*Passage shown*:
---+---

Biggins-Ramer also evaluates the safety and the ethics behind placing trackers in the bins, as she claims that the trackers were powered by lithium ion batteries. These batteries have the potential to catch fire, putting employees and even the general public in danger all for the sake of an experiment.
“[Fox 8] didn’t think about endangering the workers,” stated Biggins-Ramer.
She believes that Fox 8 did not handle the story properly, causing it to be misleading. She confirms that the recycling program in Medina County is both functional and successful.
Nino Piccoli, Services Director for the City of Medina, has first-hand experience with the Medina County recycling program and refutes Biggins-Ramer’s claims. He candidly reports that the company that handles recycling in the county is misleading those that take the time to recycle.
Piccoli explains that sanitation programs around the county, such as the Wadsworth Sanitation Department, are required to keep public records. This company, however, is a privately operated company, meaning that they are capable of hiding their records. This allows them to keep their sales private, so there is no way to prove that the recyclables are being recycled unless they release their records.
“Private haulers and operators are less than truthful about the amount [of] material collected and [that is] actually marketable,” said Piccoli. “The issue is that [they are] a private entity and their records are just that: private.”
Piccoli explains that it costs this company to recycle, which is why they send it to the landfill. It ensures that they are able to make a profit, even if it means deceiving citizens that go out of their way to recycle.
Wadsworth City councilman, Dave Williams, confirms Piccoli’s claims. He says that the Medina County recycling company has never provided the proof that their materials are being recycled. While he admits that contamination of the recycling bins can be a contributing factor, little to nothing is recycled even if it is clean.
Williams backs up the credibility of Fox 8’s story, saying that Medina County was caught red-handed and attempted to cover it up. This recycling program has been under scrutiny for many years, and this damning evidence proved that it was not as functional as the residents had been led to believe.
“There was no way to tell where these things went until there was a tracker put in it,” explained Williams.
Though Medina County has come under fire for their lack of transparency, Williams says that this is just the tip of the iceberg of a much larger problem. Fox 8 exposed Cleveland for having a faulty program as well, showing that Medina County is not alone. Williams reports that programs all over the nation fail to recycle, as there is currently no place to sell the recyclables.
“There’s no market for all of the materials collected,” reported Williams.
Without a market to sell their goods, these recycling companies are not able to make a profit. Profit is a driving factor of recycling, as companies like Medina County’s will go under if their services are not profitable. This makes it difficult for companies to recycle, potentially forcing them to be deceitful.

---+---

*Given records*:
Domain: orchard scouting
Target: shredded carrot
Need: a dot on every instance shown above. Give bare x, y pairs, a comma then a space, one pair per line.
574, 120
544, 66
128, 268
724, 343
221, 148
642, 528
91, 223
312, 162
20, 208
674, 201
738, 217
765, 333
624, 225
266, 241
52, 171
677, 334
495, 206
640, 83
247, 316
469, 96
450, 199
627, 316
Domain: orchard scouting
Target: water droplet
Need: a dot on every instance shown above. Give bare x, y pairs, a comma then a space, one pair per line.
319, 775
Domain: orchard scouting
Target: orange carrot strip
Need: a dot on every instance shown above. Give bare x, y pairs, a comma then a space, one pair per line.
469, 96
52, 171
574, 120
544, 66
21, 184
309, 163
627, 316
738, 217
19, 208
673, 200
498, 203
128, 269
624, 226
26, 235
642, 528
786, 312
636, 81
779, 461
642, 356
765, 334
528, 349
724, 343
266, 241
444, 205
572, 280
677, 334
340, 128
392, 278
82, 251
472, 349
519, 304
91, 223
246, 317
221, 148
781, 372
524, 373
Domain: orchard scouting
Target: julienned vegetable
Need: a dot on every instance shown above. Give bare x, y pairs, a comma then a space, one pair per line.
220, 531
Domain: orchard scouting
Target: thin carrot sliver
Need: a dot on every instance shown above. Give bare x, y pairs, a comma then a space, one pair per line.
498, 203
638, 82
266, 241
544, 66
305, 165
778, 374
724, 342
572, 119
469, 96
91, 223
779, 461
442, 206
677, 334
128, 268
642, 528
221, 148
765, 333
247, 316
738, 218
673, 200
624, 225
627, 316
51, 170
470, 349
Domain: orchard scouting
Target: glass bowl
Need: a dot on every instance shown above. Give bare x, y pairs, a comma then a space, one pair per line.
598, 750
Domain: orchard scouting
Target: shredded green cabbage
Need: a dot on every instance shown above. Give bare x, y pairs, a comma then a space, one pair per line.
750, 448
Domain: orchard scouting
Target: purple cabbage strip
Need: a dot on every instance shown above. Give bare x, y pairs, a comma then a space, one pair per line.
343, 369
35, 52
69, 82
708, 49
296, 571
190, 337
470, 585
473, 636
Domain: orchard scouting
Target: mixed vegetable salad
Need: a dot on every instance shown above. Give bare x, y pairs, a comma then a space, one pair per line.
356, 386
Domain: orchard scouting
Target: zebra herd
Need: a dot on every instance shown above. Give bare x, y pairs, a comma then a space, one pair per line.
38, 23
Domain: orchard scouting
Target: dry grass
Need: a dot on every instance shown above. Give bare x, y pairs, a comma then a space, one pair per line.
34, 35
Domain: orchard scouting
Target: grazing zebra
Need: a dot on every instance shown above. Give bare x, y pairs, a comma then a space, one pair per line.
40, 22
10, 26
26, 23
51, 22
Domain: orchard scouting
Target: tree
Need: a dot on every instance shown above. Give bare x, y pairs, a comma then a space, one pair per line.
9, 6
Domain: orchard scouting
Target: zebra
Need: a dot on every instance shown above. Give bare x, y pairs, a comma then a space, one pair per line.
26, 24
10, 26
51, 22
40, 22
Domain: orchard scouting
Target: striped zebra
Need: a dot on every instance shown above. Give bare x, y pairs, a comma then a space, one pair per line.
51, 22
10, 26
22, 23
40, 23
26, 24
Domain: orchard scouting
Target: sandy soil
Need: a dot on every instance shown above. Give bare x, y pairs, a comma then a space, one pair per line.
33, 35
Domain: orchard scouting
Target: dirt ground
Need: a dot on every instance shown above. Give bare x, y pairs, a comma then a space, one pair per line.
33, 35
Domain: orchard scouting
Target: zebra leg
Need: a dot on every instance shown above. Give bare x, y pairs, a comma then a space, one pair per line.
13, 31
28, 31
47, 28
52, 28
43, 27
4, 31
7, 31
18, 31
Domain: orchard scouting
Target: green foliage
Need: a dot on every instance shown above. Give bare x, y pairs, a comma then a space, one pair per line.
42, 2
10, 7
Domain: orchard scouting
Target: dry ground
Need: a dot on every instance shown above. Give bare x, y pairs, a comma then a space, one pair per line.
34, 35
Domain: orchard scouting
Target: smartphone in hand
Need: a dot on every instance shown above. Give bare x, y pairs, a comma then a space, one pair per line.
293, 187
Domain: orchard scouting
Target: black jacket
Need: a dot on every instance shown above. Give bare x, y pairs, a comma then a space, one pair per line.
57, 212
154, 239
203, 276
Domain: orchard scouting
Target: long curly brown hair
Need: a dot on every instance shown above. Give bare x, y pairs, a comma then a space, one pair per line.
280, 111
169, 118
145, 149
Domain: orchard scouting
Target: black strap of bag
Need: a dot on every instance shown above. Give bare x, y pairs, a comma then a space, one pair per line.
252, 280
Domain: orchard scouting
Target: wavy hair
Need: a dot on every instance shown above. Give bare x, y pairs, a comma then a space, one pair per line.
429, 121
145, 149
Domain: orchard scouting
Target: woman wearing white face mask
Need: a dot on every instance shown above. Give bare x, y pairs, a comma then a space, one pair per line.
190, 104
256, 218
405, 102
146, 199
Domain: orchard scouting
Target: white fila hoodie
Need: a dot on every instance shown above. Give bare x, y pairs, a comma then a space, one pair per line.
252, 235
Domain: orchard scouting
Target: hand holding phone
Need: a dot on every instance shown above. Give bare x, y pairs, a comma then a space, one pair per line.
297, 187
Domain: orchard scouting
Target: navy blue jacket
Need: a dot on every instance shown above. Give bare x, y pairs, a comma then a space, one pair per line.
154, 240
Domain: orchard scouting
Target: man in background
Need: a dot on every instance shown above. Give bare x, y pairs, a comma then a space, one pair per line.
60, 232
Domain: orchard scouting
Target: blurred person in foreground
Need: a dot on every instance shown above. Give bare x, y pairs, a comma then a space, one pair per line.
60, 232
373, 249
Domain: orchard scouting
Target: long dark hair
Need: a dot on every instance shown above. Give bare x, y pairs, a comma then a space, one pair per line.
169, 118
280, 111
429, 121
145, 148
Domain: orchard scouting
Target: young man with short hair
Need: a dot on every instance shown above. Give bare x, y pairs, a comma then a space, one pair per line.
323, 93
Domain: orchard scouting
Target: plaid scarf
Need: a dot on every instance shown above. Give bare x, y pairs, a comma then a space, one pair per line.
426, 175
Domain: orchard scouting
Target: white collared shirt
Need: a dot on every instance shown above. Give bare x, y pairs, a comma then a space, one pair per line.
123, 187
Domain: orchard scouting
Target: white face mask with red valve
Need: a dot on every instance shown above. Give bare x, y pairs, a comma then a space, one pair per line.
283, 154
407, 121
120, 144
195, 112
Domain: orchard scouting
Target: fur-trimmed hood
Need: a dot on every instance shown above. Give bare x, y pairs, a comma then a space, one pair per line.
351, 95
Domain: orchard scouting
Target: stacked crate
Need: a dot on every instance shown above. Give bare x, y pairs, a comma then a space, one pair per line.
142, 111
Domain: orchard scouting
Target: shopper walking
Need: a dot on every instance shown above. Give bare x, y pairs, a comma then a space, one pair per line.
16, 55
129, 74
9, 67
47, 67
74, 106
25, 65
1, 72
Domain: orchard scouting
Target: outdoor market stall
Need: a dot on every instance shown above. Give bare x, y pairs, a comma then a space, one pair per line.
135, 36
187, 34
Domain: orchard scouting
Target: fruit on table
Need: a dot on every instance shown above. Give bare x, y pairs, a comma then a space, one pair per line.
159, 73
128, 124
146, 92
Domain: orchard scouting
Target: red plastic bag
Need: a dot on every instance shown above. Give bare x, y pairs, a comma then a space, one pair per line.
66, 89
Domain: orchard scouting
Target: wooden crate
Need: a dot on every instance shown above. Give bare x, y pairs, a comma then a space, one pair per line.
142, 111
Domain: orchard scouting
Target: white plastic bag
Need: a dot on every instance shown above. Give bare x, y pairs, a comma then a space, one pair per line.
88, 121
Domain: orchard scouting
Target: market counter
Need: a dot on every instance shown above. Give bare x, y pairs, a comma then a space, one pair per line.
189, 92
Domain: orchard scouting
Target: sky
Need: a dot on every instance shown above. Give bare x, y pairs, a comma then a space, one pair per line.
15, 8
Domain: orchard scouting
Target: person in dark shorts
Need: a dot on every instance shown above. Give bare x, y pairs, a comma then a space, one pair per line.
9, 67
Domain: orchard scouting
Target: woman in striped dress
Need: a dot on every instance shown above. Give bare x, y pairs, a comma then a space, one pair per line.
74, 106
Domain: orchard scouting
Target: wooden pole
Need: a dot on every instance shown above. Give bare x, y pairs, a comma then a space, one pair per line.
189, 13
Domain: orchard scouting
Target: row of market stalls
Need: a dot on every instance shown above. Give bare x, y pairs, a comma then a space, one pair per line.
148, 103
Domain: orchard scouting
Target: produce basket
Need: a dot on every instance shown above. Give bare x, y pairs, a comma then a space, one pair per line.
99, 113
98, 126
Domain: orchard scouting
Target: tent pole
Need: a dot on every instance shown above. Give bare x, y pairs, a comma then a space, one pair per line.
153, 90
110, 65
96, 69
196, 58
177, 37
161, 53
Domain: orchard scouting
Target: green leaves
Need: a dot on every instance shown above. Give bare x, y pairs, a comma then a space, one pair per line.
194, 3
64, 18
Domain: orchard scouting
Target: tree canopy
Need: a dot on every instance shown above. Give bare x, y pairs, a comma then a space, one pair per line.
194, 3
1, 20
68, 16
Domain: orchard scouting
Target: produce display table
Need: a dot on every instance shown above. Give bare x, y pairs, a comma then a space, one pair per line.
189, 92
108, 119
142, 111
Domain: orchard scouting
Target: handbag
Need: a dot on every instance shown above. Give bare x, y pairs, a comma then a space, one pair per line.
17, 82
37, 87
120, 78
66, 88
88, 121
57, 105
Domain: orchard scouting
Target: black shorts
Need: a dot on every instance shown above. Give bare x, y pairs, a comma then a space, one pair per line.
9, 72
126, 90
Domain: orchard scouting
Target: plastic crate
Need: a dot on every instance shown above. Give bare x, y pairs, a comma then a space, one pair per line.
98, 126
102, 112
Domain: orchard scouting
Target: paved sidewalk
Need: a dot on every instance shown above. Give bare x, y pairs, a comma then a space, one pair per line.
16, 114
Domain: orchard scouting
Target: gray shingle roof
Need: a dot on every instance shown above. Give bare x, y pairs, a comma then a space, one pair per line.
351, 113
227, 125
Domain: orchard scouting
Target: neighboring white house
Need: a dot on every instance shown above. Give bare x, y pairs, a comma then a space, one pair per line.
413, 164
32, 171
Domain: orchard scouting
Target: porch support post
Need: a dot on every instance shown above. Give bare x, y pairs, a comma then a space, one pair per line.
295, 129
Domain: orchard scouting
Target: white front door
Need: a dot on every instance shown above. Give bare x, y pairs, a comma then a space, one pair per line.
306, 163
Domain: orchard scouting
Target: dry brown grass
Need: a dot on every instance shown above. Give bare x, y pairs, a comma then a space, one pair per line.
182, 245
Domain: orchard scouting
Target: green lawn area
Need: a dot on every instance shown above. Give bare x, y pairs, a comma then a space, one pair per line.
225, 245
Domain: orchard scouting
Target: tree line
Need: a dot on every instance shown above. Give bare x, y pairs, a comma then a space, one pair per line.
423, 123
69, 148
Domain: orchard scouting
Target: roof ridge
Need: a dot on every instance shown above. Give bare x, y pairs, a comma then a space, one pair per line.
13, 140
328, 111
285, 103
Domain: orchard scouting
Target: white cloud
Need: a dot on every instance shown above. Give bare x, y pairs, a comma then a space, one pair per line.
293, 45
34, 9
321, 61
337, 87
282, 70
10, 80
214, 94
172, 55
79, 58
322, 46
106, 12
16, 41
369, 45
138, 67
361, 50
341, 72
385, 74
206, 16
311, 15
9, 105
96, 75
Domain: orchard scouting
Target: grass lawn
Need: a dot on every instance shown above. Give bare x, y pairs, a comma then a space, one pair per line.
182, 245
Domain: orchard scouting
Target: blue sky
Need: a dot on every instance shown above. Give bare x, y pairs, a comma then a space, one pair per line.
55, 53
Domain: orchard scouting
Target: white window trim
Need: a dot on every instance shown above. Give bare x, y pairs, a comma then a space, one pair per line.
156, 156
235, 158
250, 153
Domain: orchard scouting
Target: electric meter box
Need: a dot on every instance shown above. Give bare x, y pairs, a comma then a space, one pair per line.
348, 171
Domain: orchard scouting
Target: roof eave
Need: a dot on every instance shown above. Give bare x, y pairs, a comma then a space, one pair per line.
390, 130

---+---

*Exercise requirements*:
**A)** According to Biggins-Ramer in the Medina County recycling article, what powered the trackers placed in the bins?
**B)** Go on with the Medina County recycling article from its last sentence.

*Set of answers*:
**A)** Lithium ion batteries

**B)**
Piccoli feels that many reforms must come about in order to secure a clean future for the planet and that these reforms must occur not only at the county level, but the state and federal level as well.
“People feel good about taking the time to recycle, however I’m confident [that] the majority of material picked up as recycling ends up in the landfills,” stated Piccoli.
Piccoli is not alone in feeling frustrated by the recycling program within the county, as Allison Parsons, teacher and advisor of the recycling club at WHS, feels similarly.
“We have so many students here at the high school that work diligently to handle our recycling every week, and to see it just end up in a landfill is extremely disheartening,” said Parsons.
Expense is a factor in the function of recycling programs throughout the state, as it costs large sums of money to provide individual bins for all residents. This has been a request by some Medina County residents, as they are required to put in the effort of transporting their own recyclables to various bins around the county. Even with this barrier, some residents still do their part to try to make the world a cleaner place, including WHS.
Over the past two years WHS has worked to ensure that recycling is a priority. There are small recycling bins in every class, and the recycling club comes around to collect them each week.
The program for recycling at WHS began during the 2018-2019 school year, and it is run by students. Parsons says that starting the recycling club was no easy task, but that she wanted to make a difference and to teach students how to recycle.
“There were so many hoops to jump through with starting this club,” stated Parsons. “It was in the works for over a year.”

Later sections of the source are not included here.